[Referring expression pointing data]
*****
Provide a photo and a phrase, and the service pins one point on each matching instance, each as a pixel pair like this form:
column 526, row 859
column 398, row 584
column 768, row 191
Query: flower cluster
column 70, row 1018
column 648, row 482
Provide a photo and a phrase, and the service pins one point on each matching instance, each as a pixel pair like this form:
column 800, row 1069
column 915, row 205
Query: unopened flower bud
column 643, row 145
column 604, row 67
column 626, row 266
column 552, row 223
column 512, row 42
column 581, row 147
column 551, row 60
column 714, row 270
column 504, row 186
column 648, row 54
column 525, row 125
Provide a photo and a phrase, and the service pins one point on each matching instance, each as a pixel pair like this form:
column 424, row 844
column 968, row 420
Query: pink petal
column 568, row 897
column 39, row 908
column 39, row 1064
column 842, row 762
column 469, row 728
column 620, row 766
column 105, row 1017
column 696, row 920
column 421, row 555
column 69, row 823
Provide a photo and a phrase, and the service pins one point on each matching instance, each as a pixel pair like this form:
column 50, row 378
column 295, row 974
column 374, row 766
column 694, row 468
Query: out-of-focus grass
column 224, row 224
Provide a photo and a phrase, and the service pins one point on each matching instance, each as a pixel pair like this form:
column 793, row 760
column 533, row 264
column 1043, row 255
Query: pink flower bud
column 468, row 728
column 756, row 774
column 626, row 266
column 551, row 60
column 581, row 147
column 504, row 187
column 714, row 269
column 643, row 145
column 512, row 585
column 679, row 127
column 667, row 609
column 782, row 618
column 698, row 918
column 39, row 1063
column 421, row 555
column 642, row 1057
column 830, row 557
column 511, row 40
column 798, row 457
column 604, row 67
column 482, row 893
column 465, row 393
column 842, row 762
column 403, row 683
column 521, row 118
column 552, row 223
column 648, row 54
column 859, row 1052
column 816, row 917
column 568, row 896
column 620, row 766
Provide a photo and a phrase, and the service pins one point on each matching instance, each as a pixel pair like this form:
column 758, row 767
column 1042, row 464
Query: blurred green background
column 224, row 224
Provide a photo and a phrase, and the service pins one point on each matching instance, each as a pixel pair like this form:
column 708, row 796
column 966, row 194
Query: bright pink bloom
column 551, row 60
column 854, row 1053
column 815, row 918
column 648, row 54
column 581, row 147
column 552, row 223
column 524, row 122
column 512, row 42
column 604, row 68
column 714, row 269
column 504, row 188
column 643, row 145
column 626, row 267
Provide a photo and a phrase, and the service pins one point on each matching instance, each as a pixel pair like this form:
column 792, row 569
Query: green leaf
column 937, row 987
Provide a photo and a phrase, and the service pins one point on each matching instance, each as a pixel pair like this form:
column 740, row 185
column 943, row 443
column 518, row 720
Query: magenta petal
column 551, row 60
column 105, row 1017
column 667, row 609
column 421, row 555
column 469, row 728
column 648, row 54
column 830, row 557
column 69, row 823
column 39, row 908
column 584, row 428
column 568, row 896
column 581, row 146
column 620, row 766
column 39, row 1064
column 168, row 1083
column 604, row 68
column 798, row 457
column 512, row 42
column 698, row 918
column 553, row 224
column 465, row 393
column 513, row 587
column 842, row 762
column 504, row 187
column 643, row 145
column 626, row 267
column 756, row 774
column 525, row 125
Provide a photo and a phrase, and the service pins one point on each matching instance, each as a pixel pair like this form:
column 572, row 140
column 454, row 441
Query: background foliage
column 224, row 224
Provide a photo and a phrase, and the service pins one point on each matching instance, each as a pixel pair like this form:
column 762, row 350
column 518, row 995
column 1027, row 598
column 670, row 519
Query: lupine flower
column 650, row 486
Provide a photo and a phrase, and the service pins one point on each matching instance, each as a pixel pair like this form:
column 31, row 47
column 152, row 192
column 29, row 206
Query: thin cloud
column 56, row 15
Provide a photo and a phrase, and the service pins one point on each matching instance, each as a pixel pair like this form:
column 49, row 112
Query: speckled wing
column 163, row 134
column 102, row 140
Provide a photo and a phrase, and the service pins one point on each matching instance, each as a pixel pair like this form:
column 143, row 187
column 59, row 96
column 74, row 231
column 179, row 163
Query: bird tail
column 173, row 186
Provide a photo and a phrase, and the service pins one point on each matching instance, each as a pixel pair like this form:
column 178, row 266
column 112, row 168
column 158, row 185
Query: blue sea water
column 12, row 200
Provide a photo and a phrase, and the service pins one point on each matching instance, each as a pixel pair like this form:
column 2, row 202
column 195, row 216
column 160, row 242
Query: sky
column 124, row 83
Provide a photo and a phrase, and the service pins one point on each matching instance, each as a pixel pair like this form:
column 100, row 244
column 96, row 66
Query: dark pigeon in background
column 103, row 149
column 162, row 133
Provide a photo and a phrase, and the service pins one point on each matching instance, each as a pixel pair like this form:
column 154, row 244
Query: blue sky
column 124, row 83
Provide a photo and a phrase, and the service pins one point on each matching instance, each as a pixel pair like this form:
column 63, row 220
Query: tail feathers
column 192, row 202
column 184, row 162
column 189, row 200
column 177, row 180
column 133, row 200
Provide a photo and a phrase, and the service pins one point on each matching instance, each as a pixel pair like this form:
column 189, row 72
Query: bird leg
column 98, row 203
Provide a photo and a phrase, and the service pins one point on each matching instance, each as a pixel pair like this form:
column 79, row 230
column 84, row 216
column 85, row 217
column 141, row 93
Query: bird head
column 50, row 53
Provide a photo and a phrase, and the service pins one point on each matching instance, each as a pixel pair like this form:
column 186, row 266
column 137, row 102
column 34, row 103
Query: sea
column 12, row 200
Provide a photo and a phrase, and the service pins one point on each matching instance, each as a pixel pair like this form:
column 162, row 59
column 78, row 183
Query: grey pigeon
*****
Work instruction
Write out only the lines that run from the line containing "Query: flower cluster" through the line containing "column 1043, row 255", both included, exactly as they appear above.

Result of the exercise
Query: flower cluster
column 70, row 1018
column 648, row 482
Provide a photo and a phrase, and the service pins one point on each matching instance, each as a pixel pair like this form:
column 800, row 1069
column 915, row 205
Query: unopened flower bud
column 643, row 145
column 604, row 67
column 626, row 266
column 552, row 223
column 512, row 42
column 581, row 147
column 551, row 60
column 714, row 270
column 504, row 186
column 648, row 54
column 525, row 125
Provide a photo and a phrase, and the service pins one point on each matching instance, each as a pixel pair like this form:
column 424, row 844
column 968, row 420
Query: pink petal
column 568, row 897
column 39, row 908
column 39, row 1064
column 842, row 762
column 469, row 728
column 620, row 766
column 105, row 1017
column 696, row 920
column 421, row 555
column 69, row 823
Provide a photo and a phrase, and the service pins one point on each matching instance, each as a pixel pair like this form:
column 50, row 378
column 295, row 974
column 374, row 766
column 694, row 468
Query: out-of-focus grass
column 224, row 224
Provide a photo and a phrase, and the service pins one point on each matching instance, each as a pixel pair like this form:
column 793, row 760
column 533, row 264
column 1043, row 255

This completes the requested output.